Poniendo a un lado el tema que es la nostalgia de muchos lectores y críticos, incluyendo aquellos mencionados arriba, por las grandes novelas que abarcaran de una manera totalizante la sociedad contemporánea, en el caso mexicano el narcotráfico y sus secuelas devastadoras —tal como lo hicieron en su tiempo y en otro contexto histórico Carlos Fuentes en La región más transparente, Mario Vargas Llosa en Conversación en La Catedral, o Augusto Roa Bastos en Yo el Supremo— me aventuro a afirmar que la gran novela mexicana del narcotráfico se escribió hace ya diecinueve años. Se trata de la conmovedora y hondamente sentida Contrabando, escrita por el dramaturgo chihuahuense Víctor Hugo Rascón Banda que, cabe señalar, no ha merecido mención alguna por ninguno de los críticos previamente citados. Galardonada con el premio Juan Rulfo en 1991 pero inédita hasta 2009 cuando se publica en Planeta tras la muerte prematura de su autor, apareció en pleno auge de la narcoviolencia cuyas dimensiones épicas Rascón Banda ya había anunciado proféticamente hacía casi veinte años. Desde la distancia histórica de dos décadas, la novela se lee como una suerte de espeluznante memoria del futuro, una obra visionaria que presenta al narcotráfico como una tragedia griega de proporciones épicas donde las causas sociales, culturales e históricas de la violencia se entretejen con el destino trágico y universal del ser humano. La obra no es sólo brillante en su visión del narcotráfico como la gran tragedia mexicana sino también en cuanto a su realización literaria donde el autor ha logrado crear un género híbrido: novela-guión-poesía-obra de teatro-testimonio, que le permitió captar desde diferentes ángulos de narración las múltiples facetas de este percance nacional. La obra se construye como un texto polifónico, desde cada capítulo —como si fuera una tumba solitaria de Comala— habla un alma en pena que cuenta su historia y pide, en vano, la justicia. La microhistoria de cada hablante, por ende, refleja la macrohistoria silenciada de los pueblos del norte, históricamente más involucrados y afectados por el narcotráfico. Una fatalidad rulfiana y el pathos poético enmarcan la obra, las historias se cruzan y conectan, la última frase de cada capítulo abre nítidamente el relato que se narra en el próximo.

Filas extraídas:

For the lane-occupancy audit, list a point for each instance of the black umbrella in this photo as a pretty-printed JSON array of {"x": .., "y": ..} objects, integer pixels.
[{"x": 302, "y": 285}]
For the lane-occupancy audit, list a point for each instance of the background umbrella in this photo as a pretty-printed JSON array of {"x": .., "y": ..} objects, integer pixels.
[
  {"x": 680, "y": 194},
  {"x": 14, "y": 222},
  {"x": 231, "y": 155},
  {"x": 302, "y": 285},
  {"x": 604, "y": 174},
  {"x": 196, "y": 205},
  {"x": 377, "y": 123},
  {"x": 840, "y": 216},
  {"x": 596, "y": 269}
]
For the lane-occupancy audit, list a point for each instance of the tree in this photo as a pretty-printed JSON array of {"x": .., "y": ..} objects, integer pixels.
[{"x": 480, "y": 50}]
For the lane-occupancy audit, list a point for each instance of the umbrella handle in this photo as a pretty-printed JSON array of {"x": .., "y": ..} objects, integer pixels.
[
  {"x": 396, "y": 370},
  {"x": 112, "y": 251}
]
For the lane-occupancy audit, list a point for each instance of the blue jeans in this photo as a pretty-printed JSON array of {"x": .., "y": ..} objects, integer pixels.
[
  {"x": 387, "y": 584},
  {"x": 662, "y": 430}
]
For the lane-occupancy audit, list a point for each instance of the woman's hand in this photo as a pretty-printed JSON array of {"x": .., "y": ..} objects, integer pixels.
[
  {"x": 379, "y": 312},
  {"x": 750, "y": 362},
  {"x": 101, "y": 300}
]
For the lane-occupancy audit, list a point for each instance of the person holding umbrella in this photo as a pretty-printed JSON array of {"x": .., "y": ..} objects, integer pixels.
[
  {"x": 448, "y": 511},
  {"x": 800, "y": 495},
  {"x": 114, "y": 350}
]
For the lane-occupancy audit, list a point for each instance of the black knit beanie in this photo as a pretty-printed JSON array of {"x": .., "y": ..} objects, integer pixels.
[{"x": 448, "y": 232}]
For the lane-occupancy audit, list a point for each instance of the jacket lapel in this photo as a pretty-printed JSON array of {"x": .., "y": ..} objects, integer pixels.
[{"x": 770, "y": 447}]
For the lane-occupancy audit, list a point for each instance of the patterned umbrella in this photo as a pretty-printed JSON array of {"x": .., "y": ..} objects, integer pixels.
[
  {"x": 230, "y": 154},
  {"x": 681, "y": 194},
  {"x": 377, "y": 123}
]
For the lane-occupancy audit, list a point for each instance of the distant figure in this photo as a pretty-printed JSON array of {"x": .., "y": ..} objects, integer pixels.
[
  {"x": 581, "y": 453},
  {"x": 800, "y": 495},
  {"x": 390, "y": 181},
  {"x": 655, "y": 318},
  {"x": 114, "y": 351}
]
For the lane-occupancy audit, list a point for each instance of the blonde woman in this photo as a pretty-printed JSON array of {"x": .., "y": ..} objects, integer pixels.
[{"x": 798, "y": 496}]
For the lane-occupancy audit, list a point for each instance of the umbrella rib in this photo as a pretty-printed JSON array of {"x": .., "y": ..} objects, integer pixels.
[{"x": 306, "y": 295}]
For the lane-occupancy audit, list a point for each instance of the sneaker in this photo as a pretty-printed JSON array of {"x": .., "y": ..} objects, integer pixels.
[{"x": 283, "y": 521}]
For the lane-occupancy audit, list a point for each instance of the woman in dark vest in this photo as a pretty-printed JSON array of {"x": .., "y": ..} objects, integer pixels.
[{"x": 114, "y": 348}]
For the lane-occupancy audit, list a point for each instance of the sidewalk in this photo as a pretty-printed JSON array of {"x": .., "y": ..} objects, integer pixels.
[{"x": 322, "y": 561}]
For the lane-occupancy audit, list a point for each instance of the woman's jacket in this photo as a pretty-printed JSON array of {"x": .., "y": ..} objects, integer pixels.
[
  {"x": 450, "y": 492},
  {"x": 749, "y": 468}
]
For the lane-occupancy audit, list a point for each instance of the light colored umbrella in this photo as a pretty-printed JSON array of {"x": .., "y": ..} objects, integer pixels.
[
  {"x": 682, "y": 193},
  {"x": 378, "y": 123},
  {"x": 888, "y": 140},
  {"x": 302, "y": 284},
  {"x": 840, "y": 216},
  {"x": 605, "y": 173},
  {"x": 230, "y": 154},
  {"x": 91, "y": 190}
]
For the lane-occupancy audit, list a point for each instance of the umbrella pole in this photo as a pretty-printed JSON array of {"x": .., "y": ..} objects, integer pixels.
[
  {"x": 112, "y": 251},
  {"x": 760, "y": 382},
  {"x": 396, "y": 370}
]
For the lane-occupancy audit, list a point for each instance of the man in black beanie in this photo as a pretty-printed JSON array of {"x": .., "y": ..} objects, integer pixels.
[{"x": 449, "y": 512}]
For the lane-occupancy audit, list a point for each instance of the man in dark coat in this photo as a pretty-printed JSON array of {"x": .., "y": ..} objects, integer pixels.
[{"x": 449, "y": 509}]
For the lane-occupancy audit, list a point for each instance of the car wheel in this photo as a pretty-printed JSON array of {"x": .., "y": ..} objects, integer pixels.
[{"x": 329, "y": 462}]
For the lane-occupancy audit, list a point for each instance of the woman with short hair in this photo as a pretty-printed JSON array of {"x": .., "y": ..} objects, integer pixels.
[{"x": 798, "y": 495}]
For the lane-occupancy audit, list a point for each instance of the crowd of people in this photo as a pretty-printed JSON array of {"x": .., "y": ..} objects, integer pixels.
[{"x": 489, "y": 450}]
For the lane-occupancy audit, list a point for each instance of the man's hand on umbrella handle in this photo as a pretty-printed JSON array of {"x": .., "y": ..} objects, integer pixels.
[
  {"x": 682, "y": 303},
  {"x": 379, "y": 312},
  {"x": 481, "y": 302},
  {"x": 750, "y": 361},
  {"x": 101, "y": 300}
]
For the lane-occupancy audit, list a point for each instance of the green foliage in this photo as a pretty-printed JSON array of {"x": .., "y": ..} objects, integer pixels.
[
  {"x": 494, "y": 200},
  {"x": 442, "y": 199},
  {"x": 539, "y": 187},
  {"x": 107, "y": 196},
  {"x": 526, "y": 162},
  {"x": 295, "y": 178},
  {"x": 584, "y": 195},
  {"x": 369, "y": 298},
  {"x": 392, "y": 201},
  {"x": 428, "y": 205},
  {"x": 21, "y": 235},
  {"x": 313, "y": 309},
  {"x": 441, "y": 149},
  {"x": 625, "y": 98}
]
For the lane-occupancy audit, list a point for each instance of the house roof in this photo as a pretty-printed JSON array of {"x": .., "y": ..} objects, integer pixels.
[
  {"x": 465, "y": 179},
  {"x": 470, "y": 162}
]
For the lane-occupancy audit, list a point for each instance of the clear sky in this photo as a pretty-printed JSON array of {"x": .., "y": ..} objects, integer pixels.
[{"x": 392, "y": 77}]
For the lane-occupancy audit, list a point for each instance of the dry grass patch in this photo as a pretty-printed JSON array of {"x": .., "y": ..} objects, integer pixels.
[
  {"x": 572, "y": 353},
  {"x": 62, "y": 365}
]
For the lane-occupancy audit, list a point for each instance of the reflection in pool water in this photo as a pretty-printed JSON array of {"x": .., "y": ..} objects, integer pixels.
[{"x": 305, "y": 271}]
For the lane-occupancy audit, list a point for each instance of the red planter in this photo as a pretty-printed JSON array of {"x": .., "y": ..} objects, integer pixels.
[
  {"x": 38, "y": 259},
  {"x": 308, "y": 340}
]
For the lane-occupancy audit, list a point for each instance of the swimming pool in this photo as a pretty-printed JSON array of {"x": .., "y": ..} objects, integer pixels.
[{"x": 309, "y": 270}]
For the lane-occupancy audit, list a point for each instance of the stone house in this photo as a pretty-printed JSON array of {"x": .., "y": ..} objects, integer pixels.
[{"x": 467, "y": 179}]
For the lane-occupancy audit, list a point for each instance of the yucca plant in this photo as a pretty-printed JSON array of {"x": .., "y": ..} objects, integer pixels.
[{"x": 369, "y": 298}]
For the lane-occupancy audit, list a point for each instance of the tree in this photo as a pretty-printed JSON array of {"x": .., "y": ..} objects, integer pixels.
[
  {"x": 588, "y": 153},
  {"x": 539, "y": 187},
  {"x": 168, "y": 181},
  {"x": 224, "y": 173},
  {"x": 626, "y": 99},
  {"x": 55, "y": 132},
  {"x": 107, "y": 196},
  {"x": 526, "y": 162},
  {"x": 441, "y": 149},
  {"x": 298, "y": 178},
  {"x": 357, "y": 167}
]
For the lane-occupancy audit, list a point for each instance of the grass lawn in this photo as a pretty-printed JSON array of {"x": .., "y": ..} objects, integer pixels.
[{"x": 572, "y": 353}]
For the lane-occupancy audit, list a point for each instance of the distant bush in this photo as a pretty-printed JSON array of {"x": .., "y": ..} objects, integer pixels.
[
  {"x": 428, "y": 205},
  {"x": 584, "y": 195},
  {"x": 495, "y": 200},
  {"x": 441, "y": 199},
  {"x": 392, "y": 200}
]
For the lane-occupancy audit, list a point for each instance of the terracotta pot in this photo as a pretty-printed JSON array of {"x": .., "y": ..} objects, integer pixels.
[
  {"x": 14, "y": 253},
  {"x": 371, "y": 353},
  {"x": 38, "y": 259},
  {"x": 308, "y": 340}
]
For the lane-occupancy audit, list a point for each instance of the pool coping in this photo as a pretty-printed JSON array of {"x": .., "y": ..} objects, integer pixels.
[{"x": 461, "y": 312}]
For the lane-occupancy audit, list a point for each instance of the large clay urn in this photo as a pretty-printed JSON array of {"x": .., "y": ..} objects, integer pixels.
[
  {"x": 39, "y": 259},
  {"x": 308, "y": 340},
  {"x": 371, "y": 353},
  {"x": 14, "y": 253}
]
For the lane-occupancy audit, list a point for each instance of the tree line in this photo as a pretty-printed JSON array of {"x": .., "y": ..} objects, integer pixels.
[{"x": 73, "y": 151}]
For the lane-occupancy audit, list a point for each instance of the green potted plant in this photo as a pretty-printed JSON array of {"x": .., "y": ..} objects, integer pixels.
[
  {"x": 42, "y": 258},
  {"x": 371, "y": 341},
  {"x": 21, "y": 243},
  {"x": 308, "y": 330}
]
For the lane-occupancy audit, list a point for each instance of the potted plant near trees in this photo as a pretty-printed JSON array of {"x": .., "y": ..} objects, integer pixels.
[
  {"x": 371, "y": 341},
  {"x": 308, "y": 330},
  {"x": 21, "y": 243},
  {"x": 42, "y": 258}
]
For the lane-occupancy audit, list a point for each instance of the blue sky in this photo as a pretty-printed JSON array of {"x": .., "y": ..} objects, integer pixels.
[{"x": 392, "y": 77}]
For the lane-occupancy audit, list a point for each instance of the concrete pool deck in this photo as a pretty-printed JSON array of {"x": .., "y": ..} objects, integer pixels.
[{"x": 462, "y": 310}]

Tareas:
a) De acuerdo con la selección, ¿en qué año obtuvo Contrabando el premio Juan Rulfo?
b) Traduce al inglés esta oración de la selección: «La microhistoria de cada hablante, por ende, refleja la macrohistoria silenciada de los pueblos del norte, históricamente más involucrados y afectados por el narcotráfico.»

Respuestas por tarea:
a) Contrabando obtuvo el premio Juan Rulfo en 1991.

b) The microhistory of each speaker therefore reflects the silenced macrohistory of the peoples of the north, historically more involved in and affected by drug trafficking.